ACTIVITY 1 :: Gather every line of the entries below that contains the string "before", treating uppercase and lowercase as different.

** EXCERPT follows **

Proof. Consider the number of entries in the H-list corresponding to a given (message, public-key) pair \((m, pk)\). Each H-query can add at most one entry to the H-list for this pair. Since a sign query can contain at most one instance of the pair \((m, pk)\), therefore, each sign query can add at most one entry in the H-list for this pair. Therefore there can be a maximum of \(\alpha +\gamma -1\) entries in the H-list corresponding to \((m, pk)\). Now select and consider the event that an entry beginning with \((m, r, pk)\) exists in the H-list. Since there are \(2^\kappa \) possible ways to select \(r\), we can be assured that \(\Pr [\text {no entry in H-list for (m, r, pk)}]\ge 1-\frac{\alpha +\gamma -1}{2^\kappa }\). Now there can be maximum \(n\) pairs in a sign query. Therefore, \(\Pr [\text{ we } \text{ do } \text{ not } \text{ abort } \text{ in } \text{ one } \text{ sign } \text{ query }]\ge \left( 1-\frac{\alpha +\gamma -1}{2^\kappa }\right) ^n\), and so

$$\Pr [\mathcal {E}_1]=\Pr [\text {we do not abort in }\alpha \text { sign queries}]\ge \left( 1-\frac{\alpha +\gamma -1}{2^\kappa }\right) ^{n\alpha }\qquad \qquad \square $$

Claim 2

\(\Pr [\mathcal {E}_2|\mathcal {E}_1]=\epsilon \).

** End of EXCERPT **
** PROVIDED INFORMATION follows **

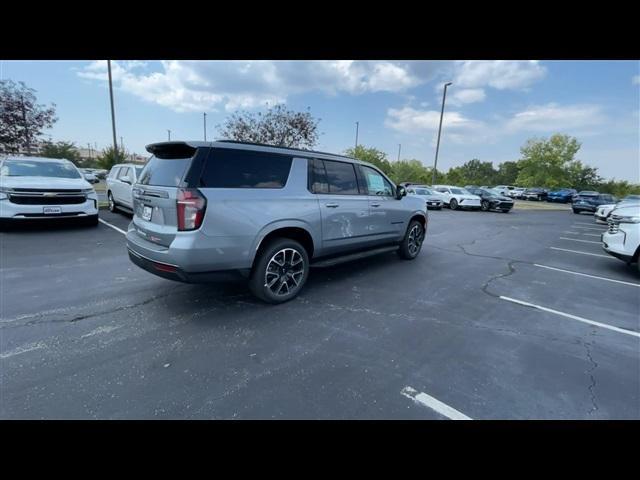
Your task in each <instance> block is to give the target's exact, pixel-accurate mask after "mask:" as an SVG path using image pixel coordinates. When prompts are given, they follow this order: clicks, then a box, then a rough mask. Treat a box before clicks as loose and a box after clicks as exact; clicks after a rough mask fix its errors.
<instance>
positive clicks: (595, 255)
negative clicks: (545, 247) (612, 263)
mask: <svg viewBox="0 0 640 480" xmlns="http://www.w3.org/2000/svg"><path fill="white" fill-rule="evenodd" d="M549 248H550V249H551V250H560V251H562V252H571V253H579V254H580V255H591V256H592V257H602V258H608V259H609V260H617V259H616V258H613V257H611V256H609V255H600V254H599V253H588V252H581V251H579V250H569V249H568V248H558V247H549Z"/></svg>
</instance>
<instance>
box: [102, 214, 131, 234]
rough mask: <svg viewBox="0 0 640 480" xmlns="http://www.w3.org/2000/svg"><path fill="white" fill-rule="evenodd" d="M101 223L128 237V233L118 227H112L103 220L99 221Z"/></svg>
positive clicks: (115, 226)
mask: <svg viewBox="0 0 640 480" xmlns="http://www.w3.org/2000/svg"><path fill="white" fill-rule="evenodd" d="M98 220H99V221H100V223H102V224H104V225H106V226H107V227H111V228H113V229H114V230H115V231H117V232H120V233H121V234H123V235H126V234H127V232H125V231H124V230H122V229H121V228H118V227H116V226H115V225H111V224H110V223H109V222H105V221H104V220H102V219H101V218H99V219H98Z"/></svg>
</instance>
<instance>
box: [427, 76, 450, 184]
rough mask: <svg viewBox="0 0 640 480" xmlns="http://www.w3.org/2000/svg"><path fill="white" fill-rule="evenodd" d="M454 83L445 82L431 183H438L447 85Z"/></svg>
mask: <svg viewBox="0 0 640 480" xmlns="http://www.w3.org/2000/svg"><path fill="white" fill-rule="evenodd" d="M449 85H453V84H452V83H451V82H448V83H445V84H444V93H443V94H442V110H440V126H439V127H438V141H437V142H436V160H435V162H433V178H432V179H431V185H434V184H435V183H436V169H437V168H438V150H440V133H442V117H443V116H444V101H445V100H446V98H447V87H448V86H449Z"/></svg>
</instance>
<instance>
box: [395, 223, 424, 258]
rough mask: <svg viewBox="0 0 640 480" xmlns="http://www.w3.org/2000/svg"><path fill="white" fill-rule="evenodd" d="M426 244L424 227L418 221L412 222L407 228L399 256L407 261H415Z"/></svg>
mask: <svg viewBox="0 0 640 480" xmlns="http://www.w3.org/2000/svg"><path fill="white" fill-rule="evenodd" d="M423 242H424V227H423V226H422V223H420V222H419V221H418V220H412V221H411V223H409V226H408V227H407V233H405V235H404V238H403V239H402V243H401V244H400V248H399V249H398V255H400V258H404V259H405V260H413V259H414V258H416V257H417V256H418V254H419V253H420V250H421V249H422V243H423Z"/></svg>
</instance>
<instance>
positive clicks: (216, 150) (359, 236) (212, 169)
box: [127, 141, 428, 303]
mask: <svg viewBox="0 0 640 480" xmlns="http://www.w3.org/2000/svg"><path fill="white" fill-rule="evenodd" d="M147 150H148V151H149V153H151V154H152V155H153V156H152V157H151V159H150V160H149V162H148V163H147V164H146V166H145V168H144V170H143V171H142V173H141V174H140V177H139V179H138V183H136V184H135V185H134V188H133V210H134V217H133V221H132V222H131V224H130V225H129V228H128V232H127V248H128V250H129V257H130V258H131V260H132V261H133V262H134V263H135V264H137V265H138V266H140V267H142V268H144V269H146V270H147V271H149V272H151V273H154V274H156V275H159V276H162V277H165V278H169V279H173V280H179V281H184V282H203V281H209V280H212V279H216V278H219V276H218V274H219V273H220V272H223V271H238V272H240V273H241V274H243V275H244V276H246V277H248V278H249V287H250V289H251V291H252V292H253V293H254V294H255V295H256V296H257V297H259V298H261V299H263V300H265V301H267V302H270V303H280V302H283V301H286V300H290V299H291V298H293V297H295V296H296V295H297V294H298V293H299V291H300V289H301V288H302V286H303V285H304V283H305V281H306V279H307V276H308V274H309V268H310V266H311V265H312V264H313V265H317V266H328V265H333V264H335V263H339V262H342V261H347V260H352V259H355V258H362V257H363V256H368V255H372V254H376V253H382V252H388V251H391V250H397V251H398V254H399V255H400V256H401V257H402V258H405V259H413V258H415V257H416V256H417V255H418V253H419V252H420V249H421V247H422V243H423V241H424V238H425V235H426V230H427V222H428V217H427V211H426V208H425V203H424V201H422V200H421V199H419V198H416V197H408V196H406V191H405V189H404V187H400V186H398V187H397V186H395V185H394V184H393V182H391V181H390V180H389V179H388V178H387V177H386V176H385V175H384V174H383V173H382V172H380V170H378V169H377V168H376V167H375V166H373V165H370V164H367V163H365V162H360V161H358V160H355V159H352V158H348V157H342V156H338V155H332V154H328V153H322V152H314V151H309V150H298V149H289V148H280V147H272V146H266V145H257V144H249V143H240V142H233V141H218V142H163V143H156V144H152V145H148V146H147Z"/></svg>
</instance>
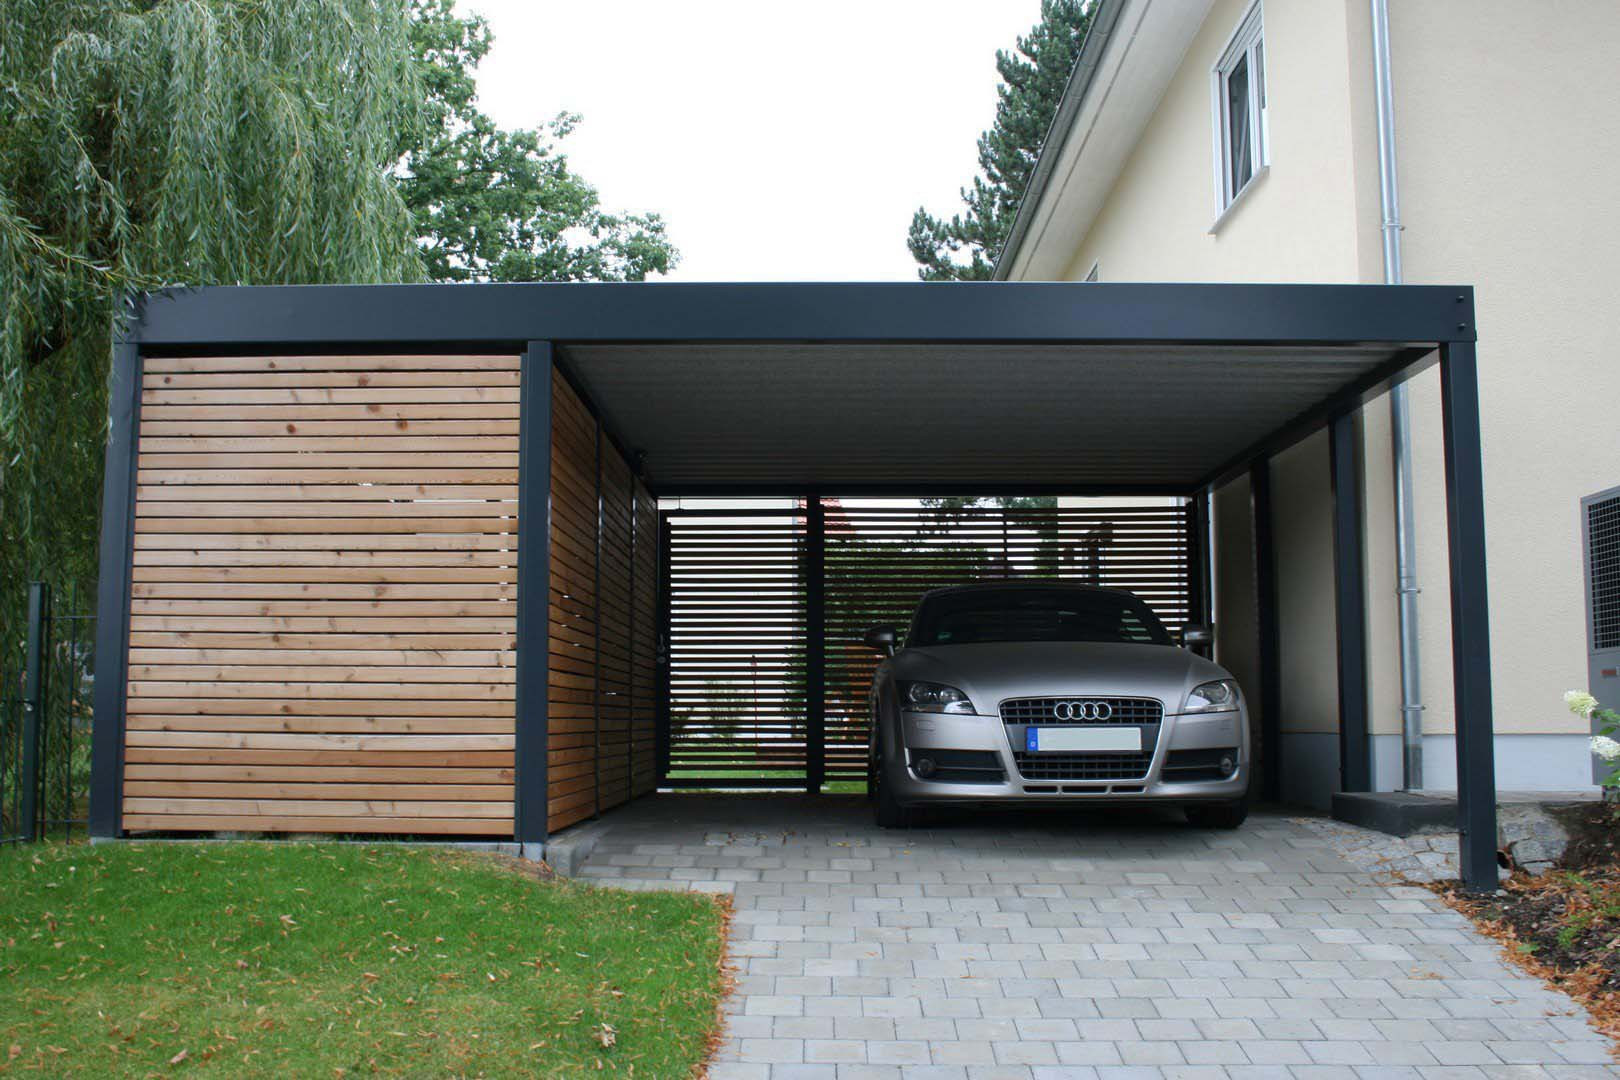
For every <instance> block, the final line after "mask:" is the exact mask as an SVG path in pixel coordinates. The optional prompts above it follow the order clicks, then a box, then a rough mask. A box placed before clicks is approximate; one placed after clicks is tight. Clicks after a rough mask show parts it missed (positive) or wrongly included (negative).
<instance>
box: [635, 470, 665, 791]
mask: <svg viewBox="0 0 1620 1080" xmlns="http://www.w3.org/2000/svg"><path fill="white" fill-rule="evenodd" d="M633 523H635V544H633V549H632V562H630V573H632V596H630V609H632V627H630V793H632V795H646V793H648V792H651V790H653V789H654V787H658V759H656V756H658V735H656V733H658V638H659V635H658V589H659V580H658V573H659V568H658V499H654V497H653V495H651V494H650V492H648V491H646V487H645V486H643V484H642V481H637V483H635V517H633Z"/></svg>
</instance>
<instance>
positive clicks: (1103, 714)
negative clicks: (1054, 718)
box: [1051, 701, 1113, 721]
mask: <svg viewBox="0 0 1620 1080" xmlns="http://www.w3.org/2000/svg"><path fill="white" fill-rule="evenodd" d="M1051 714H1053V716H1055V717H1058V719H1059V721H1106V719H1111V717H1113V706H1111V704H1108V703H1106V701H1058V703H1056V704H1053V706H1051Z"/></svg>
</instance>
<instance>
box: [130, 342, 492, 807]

** End of PROVIDED INFORMATION **
** PROVIDED INFORMATION follows **

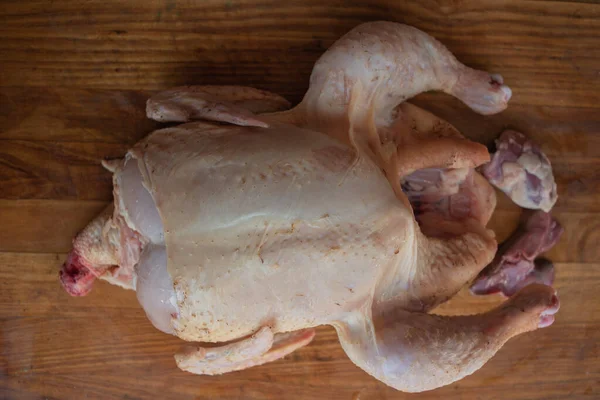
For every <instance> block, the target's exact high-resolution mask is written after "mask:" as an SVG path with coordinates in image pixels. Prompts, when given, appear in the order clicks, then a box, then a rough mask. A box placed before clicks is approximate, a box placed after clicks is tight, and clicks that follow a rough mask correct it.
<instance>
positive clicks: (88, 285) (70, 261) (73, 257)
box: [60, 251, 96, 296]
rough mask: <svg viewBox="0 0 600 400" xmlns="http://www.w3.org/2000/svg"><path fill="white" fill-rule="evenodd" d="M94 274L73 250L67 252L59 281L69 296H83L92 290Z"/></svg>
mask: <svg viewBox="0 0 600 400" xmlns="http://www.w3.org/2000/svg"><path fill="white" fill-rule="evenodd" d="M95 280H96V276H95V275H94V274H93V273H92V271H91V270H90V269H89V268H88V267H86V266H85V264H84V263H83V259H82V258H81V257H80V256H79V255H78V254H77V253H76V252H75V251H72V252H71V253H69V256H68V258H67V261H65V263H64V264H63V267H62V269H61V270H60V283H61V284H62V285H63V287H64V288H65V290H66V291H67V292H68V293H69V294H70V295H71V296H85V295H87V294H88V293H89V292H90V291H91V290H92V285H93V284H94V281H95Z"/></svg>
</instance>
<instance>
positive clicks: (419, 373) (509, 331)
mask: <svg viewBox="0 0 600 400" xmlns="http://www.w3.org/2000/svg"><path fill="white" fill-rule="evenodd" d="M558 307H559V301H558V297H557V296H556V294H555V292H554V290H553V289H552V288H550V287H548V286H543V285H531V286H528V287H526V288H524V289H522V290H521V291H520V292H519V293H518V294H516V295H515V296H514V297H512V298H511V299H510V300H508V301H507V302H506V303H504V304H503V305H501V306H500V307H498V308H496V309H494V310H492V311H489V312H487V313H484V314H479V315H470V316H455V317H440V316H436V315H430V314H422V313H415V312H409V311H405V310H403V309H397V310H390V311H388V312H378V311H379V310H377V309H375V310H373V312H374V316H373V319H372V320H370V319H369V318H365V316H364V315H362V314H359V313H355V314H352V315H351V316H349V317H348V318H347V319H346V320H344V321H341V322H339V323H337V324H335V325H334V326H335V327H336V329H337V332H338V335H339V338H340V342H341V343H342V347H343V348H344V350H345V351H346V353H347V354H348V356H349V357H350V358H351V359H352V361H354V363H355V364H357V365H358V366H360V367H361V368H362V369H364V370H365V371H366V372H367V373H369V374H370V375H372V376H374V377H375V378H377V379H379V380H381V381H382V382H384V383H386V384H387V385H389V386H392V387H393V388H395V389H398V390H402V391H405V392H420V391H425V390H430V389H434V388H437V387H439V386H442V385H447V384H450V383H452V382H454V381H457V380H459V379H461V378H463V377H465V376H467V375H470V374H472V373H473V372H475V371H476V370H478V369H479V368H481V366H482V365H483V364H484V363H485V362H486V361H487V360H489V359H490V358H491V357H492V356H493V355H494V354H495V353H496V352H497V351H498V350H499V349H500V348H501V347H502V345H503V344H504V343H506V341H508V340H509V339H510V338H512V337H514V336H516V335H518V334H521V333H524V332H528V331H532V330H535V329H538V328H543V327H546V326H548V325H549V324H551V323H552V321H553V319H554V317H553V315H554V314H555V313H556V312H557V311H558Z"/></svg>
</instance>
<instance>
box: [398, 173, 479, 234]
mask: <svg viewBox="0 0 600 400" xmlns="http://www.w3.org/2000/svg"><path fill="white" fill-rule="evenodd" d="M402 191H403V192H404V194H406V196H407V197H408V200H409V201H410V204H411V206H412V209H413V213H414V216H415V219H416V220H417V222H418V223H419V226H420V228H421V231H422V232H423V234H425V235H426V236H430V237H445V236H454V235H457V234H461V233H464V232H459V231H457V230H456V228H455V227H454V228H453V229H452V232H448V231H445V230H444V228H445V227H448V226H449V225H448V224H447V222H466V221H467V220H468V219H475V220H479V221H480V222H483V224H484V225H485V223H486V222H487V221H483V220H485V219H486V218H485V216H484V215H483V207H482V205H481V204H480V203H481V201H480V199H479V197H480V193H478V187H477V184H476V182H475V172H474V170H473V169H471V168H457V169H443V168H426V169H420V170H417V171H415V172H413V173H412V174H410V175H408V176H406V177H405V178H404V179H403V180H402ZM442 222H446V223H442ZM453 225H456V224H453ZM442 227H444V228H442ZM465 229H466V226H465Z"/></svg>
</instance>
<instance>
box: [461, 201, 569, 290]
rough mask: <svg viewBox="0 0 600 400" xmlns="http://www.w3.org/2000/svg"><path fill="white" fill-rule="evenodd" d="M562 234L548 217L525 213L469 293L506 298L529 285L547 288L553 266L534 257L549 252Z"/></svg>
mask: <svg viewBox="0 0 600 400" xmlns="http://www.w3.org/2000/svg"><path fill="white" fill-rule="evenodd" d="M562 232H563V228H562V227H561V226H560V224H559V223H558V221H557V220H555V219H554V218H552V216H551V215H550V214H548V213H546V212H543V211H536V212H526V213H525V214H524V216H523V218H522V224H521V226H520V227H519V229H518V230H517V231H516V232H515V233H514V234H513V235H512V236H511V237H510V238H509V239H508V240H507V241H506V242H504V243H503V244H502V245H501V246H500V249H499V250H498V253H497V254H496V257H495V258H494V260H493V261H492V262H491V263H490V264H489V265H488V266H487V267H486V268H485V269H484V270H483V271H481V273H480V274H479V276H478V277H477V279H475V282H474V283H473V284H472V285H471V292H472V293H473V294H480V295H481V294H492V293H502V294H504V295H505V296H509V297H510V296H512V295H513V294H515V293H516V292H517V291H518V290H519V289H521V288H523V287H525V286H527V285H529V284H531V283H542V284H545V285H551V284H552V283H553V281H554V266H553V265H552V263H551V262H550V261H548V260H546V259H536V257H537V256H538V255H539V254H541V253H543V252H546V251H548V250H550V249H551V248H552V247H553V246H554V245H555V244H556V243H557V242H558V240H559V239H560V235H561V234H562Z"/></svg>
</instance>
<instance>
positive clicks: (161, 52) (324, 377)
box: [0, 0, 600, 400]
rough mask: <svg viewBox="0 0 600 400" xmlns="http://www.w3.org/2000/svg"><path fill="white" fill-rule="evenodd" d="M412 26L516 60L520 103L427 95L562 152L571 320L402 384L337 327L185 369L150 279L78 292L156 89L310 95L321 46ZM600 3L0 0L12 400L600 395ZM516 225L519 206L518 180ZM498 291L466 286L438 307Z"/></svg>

** End of PROVIDED INFORMATION **

ACTIVITY 2 :: Duplicate the proof excerpt above in full, character for character.

TASK RESULT 1 ::
Your task in each <instance> block is to give the target's exact, pixel-accurate mask after "mask:" as an SVG path using image pixel coordinates. When prompts are given, they follow this order: clicks, then a box, then a rough mask. Treat a box before clicks as loose and a box after clicks as exact; clicks after a rough mask fix its errors.
For every <instance> block, the final line after "mask:" is the exact mask as an SVG path in pixel coordinates. The optional prompts above it follow the order clicks, then a box, then a rough mask. A box placed before clicks is approximate; one placed after clicks is tight. Clicks after a rough mask show parts it missed (positive) or wrongly included (negative).
For every <instance> block, the target's exact high-resolution mask is written after "mask:" as an SVG path with coordinates in image pixels. Prompts, when given, appear in the order clicks, then a box, then a rough mask. A box placed before clicks is approximate, a box placed after clicks is tight, and clicks that follow a rough mask correct it.

TASK RESULT 2 ::
Proof. Consider the number of entries in the H-list corresponding to a given (message, public-key) pair \((m, pk)\). Each H-query can add at most one entry to the H-list for this pair. Since a sign query can contain at most one instance of the pair \((m, pk)\), therefore, each sign query can add at most one entry in the H-list for this pair. Therefore there can be a maximum of \(\alpha +\gamma -1\) entries in the H-list corresponding to \((m, pk)\). Now select and consider the event that an entry beginning with \((m, r, pk)\) exists in the H-list. Since there are \(2^\kappa \) possible ways to select \(r\), we can be assured that \(\Pr [\text {no entry in H-list for (m, r, pk)}]\ge 1-\frac{\alpha +\gamma -1}{2^\kappa }\). Now there can be maximum \(n\) pairs in a sign query. Therefore, \(\Pr [\text{ we } \text{ do } \text{ not } \text{ abort } \text{ in } \text{ one } \text{ sign } \text{ query }]\ge \left( 1-\frac{\alpha +\gamma -1}{2^\kappa }\right) ^n\), and so

$$\Pr [\mathcal {E}_1]=\Pr [\text {we do not abort in }\alpha \text { sign queries}]\ge \left( 1-\frac{\alpha +\gamma -1}{2^\kappa }\right) ^{n\alpha }\qquad \qquad \square $$

Claim 2

\(\Pr [\mathcal {E}_2|\mathcal {E}_1]=\epsilon \).